#### TASK DATA ####

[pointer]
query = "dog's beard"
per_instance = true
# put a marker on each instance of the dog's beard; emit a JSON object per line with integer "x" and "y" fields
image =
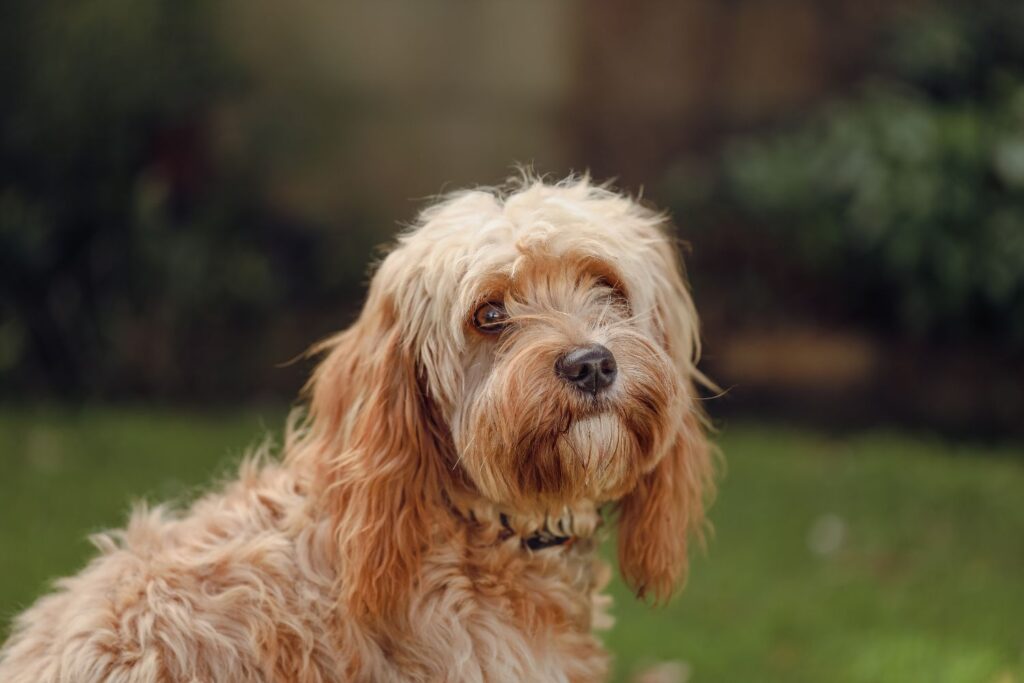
{"x": 529, "y": 440}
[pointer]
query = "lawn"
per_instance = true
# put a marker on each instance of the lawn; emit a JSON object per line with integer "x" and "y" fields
{"x": 870, "y": 557}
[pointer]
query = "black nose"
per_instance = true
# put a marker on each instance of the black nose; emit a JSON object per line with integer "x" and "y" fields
{"x": 590, "y": 369}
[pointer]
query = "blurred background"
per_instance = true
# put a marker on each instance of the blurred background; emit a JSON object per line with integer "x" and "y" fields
{"x": 190, "y": 194}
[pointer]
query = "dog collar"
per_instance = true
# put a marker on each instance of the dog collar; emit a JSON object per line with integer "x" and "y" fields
{"x": 534, "y": 531}
{"x": 539, "y": 540}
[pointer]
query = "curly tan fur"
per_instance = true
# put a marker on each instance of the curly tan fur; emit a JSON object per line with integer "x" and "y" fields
{"x": 389, "y": 542}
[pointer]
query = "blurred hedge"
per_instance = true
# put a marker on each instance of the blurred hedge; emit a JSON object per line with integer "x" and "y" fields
{"x": 904, "y": 200}
{"x": 134, "y": 259}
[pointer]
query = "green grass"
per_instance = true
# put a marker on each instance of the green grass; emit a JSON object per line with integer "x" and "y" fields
{"x": 872, "y": 557}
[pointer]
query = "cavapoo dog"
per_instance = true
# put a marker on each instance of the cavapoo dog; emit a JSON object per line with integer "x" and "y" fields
{"x": 524, "y": 364}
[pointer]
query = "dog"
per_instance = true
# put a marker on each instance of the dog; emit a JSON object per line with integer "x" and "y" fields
{"x": 523, "y": 369}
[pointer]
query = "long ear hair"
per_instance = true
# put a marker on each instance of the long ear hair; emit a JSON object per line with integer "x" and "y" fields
{"x": 377, "y": 449}
{"x": 656, "y": 519}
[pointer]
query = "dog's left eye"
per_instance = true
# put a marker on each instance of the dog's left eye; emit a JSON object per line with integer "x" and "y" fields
{"x": 491, "y": 317}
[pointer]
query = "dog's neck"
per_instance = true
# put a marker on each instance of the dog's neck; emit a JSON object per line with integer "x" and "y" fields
{"x": 535, "y": 529}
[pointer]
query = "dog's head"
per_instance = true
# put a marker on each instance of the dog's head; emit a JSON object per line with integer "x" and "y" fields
{"x": 537, "y": 347}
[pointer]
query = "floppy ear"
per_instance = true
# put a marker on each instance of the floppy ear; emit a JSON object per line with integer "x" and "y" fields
{"x": 666, "y": 508}
{"x": 377, "y": 450}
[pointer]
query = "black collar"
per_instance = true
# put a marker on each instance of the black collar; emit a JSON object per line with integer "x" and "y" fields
{"x": 539, "y": 540}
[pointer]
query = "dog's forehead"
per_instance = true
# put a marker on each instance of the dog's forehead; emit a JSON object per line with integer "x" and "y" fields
{"x": 476, "y": 236}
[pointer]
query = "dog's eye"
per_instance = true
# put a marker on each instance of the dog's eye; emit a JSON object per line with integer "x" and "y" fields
{"x": 491, "y": 317}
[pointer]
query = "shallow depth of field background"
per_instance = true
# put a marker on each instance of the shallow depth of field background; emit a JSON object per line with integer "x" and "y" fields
{"x": 192, "y": 191}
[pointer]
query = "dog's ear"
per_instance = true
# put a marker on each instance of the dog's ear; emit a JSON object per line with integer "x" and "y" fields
{"x": 378, "y": 449}
{"x": 666, "y": 508}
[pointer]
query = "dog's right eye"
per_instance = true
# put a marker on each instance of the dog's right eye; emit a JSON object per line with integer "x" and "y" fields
{"x": 491, "y": 317}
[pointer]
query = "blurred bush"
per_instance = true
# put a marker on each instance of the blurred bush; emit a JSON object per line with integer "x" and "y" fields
{"x": 904, "y": 201}
{"x": 135, "y": 257}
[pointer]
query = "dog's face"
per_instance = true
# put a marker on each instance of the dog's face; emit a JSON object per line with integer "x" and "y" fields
{"x": 544, "y": 328}
{"x": 538, "y": 347}
{"x": 567, "y": 390}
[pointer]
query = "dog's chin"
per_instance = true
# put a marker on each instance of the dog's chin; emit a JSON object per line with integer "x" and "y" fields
{"x": 592, "y": 457}
{"x": 605, "y": 450}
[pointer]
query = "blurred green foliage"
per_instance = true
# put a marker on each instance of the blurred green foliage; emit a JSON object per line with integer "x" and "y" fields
{"x": 905, "y": 200}
{"x": 135, "y": 255}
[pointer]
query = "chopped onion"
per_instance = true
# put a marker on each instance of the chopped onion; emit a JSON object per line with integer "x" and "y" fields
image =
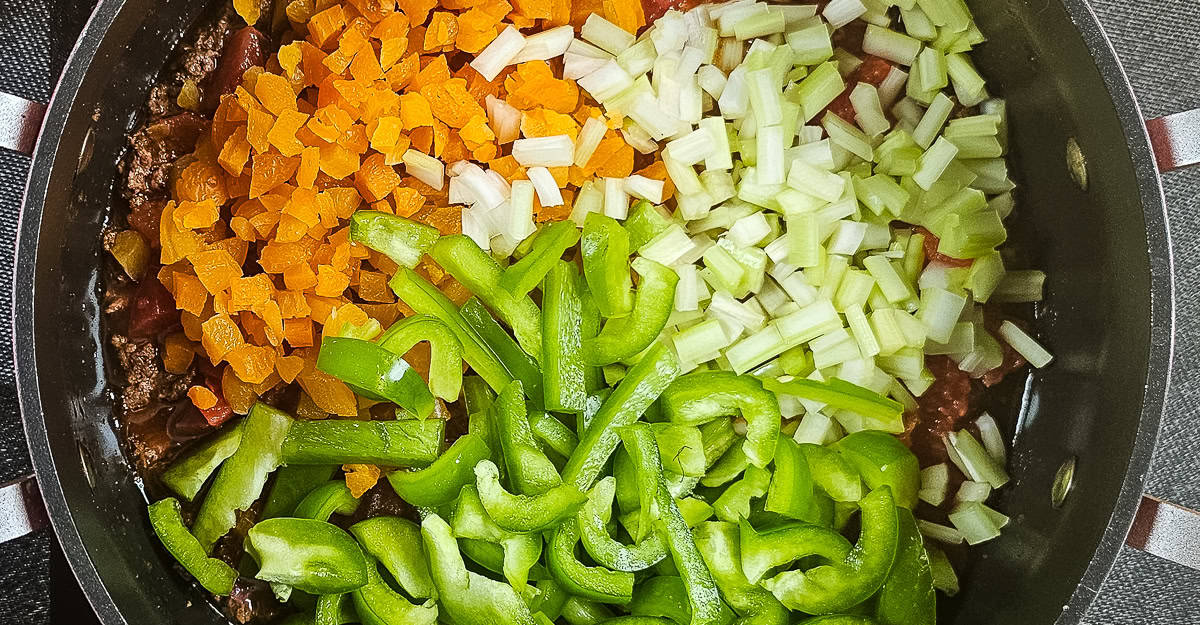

####

Give the records again without a single change, and exclude the pictures.

[pointer]
query = "dog's beard"
per_instance = true
# put a marker on each instance of the dog's beard; emit a JSON object per line with integer "x" and "y" fields
image =
{"x": 529, "y": 440}
[pointer]
query = "lawn"
per_instance = true
# put a marker on each instance of the lawn; emit a JSON object per line with integer "x" and "y" fields
{"x": 870, "y": 557}
[pointer]
query = "black nose"
per_instance = true
# put a marker on each instance of the black nose; emit a JSON object per line with integer "x" and "y" fields
{"x": 590, "y": 369}
[pointer]
query = "blurred background"
per_instance = true
# put a marker on each instance of the blurred background; emit a JSON object per line with integer "x" and "y" fields
{"x": 190, "y": 194}
[pointer]
query = "dog collar"
per_instance = true
# put a marker on each instance of the dog collar; emit a JSON object per line with integer "x" and "y" fields
{"x": 534, "y": 531}
{"x": 539, "y": 540}
[pointer]
query = "curly tan fur"
per_instance = true
# put a marker on each instance of the curly tan fur; emit a JSON object per line with integer "x" and "y" fields
{"x": 389, "y": 542}
[pointer]
query = "blurred hedge"
per_instance = true
# put a marker on each instance of the blurred hedge; emit a JSON object per line with integer "x" and "y" fields
{"x": 904, "y": 200}
{"x": 134, "y": 259}
[pointer]
query = "green grass"
per_instance = true
# put a marker on each instance of the green grass; emit a JSON object per line with integer "x" and "y" fields
{"x": 872, "y": 557}
[pointer]
query = "cavapoo dog"
per_instance = true
# put a marker on each instance of the cavapoo dog; emit a JSON object per line with integer "x" and "y" fields
{"x": 524, "y": 364}
[pointer]
query = "dog"
per_instance = true
# put a marker on each instance of the dog; emit a JSON object per line with integer "x" and "y" fields
{"x": 523, "y": 369}
[pointer]
query = "long ear hair"
per_instance = true
# put a marker on each instance of the long ear hair; emit a JSON object per line with integer "x" and "y" fields
{"x": 377, "y": 449}
{"x": 656, "y": 519}
[pointer]
query = "dog's left eye"
per_instance = true
# put a marker on each instance of the dog's left eye; emit a JSON object per line with integer "x" and "y" fields
{"x": 491, "y": 317}
[pointer]
query = "dog's neck"
per_instance = true
# put a marker on each instance of the dog's neck; emit a JSON object per line with integer "x" and "y" fields
{"x": 535, "y": 529}
[pointer]
query = "dog's head"
per_instance = true
# put a marker on each instance of the dog's head; emit a JSON object per line with integer "x" and "y" fields
{"x": 537, "y": 347}
[pointer]
query = "floppy ear"
per_instance = true
# put a marker on each instance of the floppy ear; emit a JSON object per line with integer "x" and "y" fields
{"x": 666, "y": 508}
{"x": 377, "y": 450}
[pointer]
query = "black collar"
per_instance = true
# put a marker on each instance of the black collar; emit a JSON object per line with integer "x" and "y" fields
{"x": 539, "y": 540}
[pointer]
query = "dog's forehead"
per_instance = true
# put a marker on each instance of the dog's forehead; emit a JSON object per line with integer "x" and "y" fields
{"x": 476, "y": 236}
[pointer]
query = "dog's eye"
per_instance = true
# put a marker on each instance of the dog's eye; emit a JSON object per line with integer "x" and "y" fields
{"x": 491, "y": 317}
[pointer]
query = "shallow depth of field background"
per_instance = true
# put a marker on each instance of the shallow depth of field background; emit a JSON object per line with integer "x" and "y" fields
{"x": 192, "y": 191}
[pointer]
query = "dog's ear"
per_instance = true
# put a marker on each instance of the dog's ear; emit a JSON object per line with integer "x" and "y" fields
{"x": 378, "y": 449}
{"x": 666, "y": 508}
[pointer]
query = "dog's right eye"
per_instance = true
# put a marker on each instance of the dog's right eye; emit a JSON object per line with integer "x" and "y" fields
{"x": 491, "y": 317}
[pointer]
query = "blurred bush"
per_instance = true
# put a marker on each instance of the blurred bush; emit a JSON object per line with integer "x" and "y" fields
{"x": 904, "y": 201}
{"x": 135, "y": 257}
[pointer]
query = "dog's face"
per_instance = true
# put a marker on each instance of the dog's face; emit a JSON object per line with integer "x" and "y" fields
{"x": 544, "y": 328}
{"x": 538, "y": 347}
{"x": 567, "y": 390}
[pointer]
query = "dog's chin"
per_instance = true
# put a marker on each instance of the dog's chin; emit a JSON object per line with integer "x" and "y" fields
{"x": 592, "y": 457}
{"x": 605, "y": 450}
[pointer]
query = "blurred green foliage"
per_instance = true
# put a marker on each instance of the blurred green foliage; emit a JSON object per line with integer "x" and "y" fields
{"x": 905, "y": 200}
{"x": 135, "y": 255}
[pointer]
query = "chopped onion"
per_instance = true
# put a marker on each instance of the chopped onion; emit a JSON object per line with integer "x" and "y" fields
image =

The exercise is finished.